■ SOURCE DATA ■
* * * * * * *
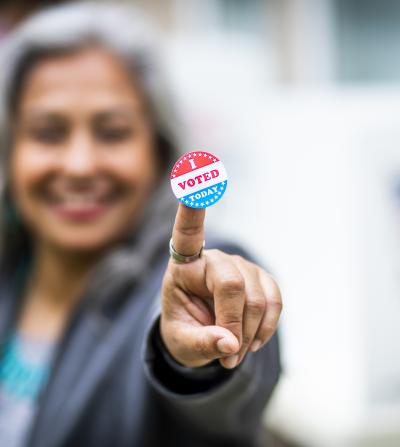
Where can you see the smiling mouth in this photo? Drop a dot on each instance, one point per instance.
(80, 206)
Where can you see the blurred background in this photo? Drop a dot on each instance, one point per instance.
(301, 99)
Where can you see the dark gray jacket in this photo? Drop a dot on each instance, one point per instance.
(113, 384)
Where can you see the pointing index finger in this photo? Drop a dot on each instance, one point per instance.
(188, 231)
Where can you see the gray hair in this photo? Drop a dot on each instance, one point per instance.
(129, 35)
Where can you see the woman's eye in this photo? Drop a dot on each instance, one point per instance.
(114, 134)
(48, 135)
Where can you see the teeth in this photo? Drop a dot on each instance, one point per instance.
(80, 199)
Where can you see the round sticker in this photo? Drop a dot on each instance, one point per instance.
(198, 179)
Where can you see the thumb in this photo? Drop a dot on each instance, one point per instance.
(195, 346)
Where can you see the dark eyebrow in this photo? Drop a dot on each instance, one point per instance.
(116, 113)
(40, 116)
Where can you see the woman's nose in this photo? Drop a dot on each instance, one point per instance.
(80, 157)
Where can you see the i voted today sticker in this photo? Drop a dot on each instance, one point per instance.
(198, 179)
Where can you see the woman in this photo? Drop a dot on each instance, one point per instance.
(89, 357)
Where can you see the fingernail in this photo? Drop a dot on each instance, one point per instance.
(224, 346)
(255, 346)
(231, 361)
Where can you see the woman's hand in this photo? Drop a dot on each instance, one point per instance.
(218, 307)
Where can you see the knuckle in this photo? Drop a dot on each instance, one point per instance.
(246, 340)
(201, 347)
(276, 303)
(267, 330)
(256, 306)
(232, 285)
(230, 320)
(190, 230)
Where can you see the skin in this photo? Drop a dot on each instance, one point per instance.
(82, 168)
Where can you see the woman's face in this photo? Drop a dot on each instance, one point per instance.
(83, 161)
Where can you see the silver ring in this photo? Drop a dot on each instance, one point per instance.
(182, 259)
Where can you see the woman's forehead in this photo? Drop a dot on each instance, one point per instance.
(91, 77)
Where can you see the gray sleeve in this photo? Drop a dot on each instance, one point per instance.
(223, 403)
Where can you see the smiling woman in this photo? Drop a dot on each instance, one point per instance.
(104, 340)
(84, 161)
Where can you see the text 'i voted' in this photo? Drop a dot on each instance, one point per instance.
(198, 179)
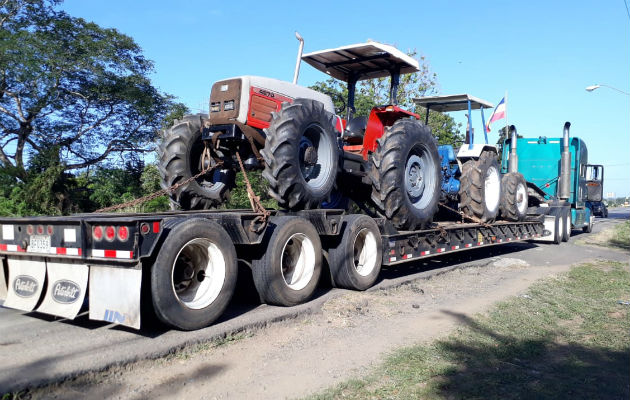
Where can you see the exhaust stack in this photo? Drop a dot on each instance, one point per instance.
* * * * * * *
Arrange all of the records above as a JSON list of strings, one string per line, omitting blank lines and leaving the pictures out.

■ SOLUTION ■
[
  "Where can you see the smiling mouth in this photo? Drop a dot on each instance, one point per instance.",
  "(80, 206)",
  "Where can you see the blurred background in this photo? Drop a dot on each instance, one point per instance.",
  "(301, 99)",
  "Where can you see the dark gray jacket in this photo? Drop a dot on each instance, one point per instance.",
  "(113, 384)",
  "Where can you see the pointing index finger in this photo? Drop a dot on each instance, one point per instance.",
  "(188, 231)",
  "Where can you see the gray hair in this photo? Drop a dot on each instance, one point per instance.",
  "(129, 35)",
  "Where can you see the woman's eye in this photo? Drop a dot on each instance, one point per instance.",
  "(114, 134)",
  "(48, 135)",
  "Where can you see the teeth in this photo? Drop a dot on each instance, one point per instance.",
  "(80, 199)",
  "Where can you see the round sticker in this photo? Drop a dot on each instance, one point per instance.",
  "(198, 179)",
  "Where can you see the thumb in this photo? Drop a dot on each instance, one point per instance.",
  "(195, 346)",
  "Where can you see the dark eyebrow in this photo? Drop a dot on each instance, one point per instance.",
  "(116, 113)",
  "(40, 116)",
  "Where can you see the woman's nose in this photo? Drop a dot on each instance, one point per instance.",
  "(80, 157)",
  "Where can you see the i voted today sticker in this photo? Drop a dot on each instance, one point per instance.",
  "(198, 179)",
  "Where can you see the woman in this photo? Drop a dot on each instance, one point per instance.",
  "(89, 357)",
  "Where can you see the fingernail in this photo? Drop a dot on each instance, one point per instance.",
  "(224, 346)",
  "(255, 346)",
  "(231, 361)",
  "Where can you see the woman's hand in this photo? Drop a dot on each instance, one point per instance.",
  "(218, 307)",
  "Where can you see the knuckle in this photo? Drop a dot on each instance, one point per instance.",
  "(246, 340)",
  "(201, 347)",
  "(276, 303)",
  "(267, 330)",
  "(256, 306)",
  "(232, 285)",
  "(230, 320)",
  "(190, 230)",
  "Where can you see the skin in this photo? Drop a dot on each instance, one point per instance.",
  "(82, 168)",
  "Where can you see the woman's face in this photo? Drop a dot on each instance, one point per instance.",
  "(83, 161)",
  "Where can you see the silver ring in this photo? Drop a dot on each instance, one point per instance.",
  "(182, 259)",
  "Where can you see the woman's forehead in this photo? Drop a dot on each instance, one point per instance.",
  "(91, 77)",
  "Where can you see the gray sleeve in this photo? Drop a dot on each instance, one point per instance.",
  "(223, 403)",
  "Where can you see the smiling woman in this photo? Drop a dot on each instance, one point per instance.",
  "(104, 340)",
  "(84, 161)",
  "Where can you see the text 'i voted' in this photo? Drop a dot on each instance, one point per instance.",
  "(198, 179)",
  "Where can you see the exhaust stack in this photo? Drop a dot on each instance, one point per instance."
]